Passage |
2K: The five best beers
Good beer, Løvøya, Norway
I wanted to make the 2K series quite long, with various lists of beers selected by different criteria, but I never managed to find any selections that inspired me enough to actually write the pieces, so we'll round off with the obvious one instead.
Picking the five best out of the (right now) 2149 beers is actually harder than picking the five worst, because there's more competetion for this spot. These all have ratings that are so close that I can't really say now, up to three years later, which ones really are the best out of the five. And I can only get hold of two, so comparing them again is not going to be possible, either. So the order of presentation here is basically random.
This beer has a sad story attached to it, unfortunately. Ølfabrikken is Danish, and my favourite Scandinavian brewery, started by Christian Skovdal Andersen. He's a fantastic brewer, but seems to have made some business decisions that had unfortunate consequences. He entered into a partnership with another Danish brewery, Gourmetbryggeriet, which eventually resulted in Ølfabrikken being taken over by them, and Christian being evicted. I don't know the ins and outs of the story, but by all accounts it's a sad and acrimonious one.
The beer is now made by Gourmetbryggeriet, and distributed in cans instead of the original bottles. People tell me it's still as good as it was, and when I go to Copenhagen on Friday I intend to check this for myself.
|Biggish dark brown lasting head, almost black. Creamy with larger bubbles. Body is pitch black, without a glimmer of light. Deep, sweetish harmonic chocolatey coffee aroma with notes of toffee, chocolate cake, and maybe a touch of wild berries. Deep, smooth burnt chocolate taste with notes of wild berries and pine needle hops. Extremely harmonic, and smooth as velvet. Dryish, chocolatey aftertaste. Leaves coating of complex sugars on the lips. Fantastic! (0.5l bottle, at Cardinal, Stavanger.)|
Rochefort 10, at home
This is from one of the six breweries in the Low Countries where the brewing really is done by monks, and unlike some of the others, these guys have not sold out. The brewery is actually inside the Abbey of Notre-Dame de Saint-Rémy. The monastery has been brewing since 1595, but not continually. The French revolutionary armies closed down most of the monasteries in the region, including this one, and it was only in the late 19th century that they started brewing again.
This beer has been one of my absolute favourites since the first time I tasted it, but it seems that since then they've started sending out the beers without giving them enough storage time. If you subtract 5 years from the best before-date on the bottles you have the time it was brewed. Wait until at least six months after that date before drinking the beer, so that it gets time to develop the proper mellow flavour and wear off the sharp high alcohols and grapefruit.

Rows from a box labeling dataset |

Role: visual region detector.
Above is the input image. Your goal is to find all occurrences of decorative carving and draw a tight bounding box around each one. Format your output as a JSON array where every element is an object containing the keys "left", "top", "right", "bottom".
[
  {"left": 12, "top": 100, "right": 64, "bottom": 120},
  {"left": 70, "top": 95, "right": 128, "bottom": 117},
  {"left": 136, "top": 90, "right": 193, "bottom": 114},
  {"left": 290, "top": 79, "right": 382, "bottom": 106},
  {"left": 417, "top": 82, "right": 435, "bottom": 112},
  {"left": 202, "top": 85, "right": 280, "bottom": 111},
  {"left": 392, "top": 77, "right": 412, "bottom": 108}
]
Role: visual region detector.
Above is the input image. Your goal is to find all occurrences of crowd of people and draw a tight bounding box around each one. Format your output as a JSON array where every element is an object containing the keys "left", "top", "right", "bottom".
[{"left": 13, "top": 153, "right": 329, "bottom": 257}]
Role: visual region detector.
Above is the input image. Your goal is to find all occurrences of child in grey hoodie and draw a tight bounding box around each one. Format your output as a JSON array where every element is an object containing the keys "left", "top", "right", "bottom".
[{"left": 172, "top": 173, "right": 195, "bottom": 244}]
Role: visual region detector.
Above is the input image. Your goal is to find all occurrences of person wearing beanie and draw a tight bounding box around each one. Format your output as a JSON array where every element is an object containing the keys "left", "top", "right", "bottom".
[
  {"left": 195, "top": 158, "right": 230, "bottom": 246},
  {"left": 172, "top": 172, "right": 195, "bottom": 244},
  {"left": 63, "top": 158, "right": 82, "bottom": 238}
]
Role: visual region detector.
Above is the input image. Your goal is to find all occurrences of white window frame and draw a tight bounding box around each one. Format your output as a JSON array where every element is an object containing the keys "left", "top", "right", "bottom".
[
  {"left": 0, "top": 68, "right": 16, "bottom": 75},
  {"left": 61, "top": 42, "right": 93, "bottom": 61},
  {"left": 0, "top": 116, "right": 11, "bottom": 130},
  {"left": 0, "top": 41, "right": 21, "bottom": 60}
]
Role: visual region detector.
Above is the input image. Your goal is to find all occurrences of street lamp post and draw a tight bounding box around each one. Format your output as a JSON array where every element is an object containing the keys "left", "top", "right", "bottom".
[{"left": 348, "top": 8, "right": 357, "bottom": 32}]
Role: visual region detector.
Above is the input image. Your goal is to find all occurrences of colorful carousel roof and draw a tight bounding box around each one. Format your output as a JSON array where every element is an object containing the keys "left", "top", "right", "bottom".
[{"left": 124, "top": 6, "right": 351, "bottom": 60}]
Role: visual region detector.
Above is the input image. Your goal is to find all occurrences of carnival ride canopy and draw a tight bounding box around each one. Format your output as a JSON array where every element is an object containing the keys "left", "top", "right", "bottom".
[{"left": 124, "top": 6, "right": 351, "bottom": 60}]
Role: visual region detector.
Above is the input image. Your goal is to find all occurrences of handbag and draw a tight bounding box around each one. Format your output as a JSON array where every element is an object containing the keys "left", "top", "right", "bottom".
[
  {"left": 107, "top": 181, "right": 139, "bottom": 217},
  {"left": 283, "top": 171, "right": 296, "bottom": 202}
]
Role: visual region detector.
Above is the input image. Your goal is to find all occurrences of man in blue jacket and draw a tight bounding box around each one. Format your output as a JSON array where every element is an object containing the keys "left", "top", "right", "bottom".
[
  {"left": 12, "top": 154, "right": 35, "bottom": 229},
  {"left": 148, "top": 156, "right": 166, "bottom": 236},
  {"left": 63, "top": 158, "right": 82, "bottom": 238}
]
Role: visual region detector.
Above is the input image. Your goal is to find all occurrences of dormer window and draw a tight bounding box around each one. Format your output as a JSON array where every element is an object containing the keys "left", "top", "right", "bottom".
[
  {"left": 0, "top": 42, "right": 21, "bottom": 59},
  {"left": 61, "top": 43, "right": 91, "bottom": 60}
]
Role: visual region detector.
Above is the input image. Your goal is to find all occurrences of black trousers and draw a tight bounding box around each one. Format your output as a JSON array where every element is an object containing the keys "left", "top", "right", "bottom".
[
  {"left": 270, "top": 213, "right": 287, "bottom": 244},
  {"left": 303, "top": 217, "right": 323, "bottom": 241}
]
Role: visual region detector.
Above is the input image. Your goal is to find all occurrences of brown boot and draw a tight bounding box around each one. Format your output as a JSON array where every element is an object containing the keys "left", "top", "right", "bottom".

Prompt | In the beer article, list every flavor that the tasting note names for the aroma.

Answer for this exercise |
- chocolate
- coffee
- toffee
- chocolate cake
- wild berries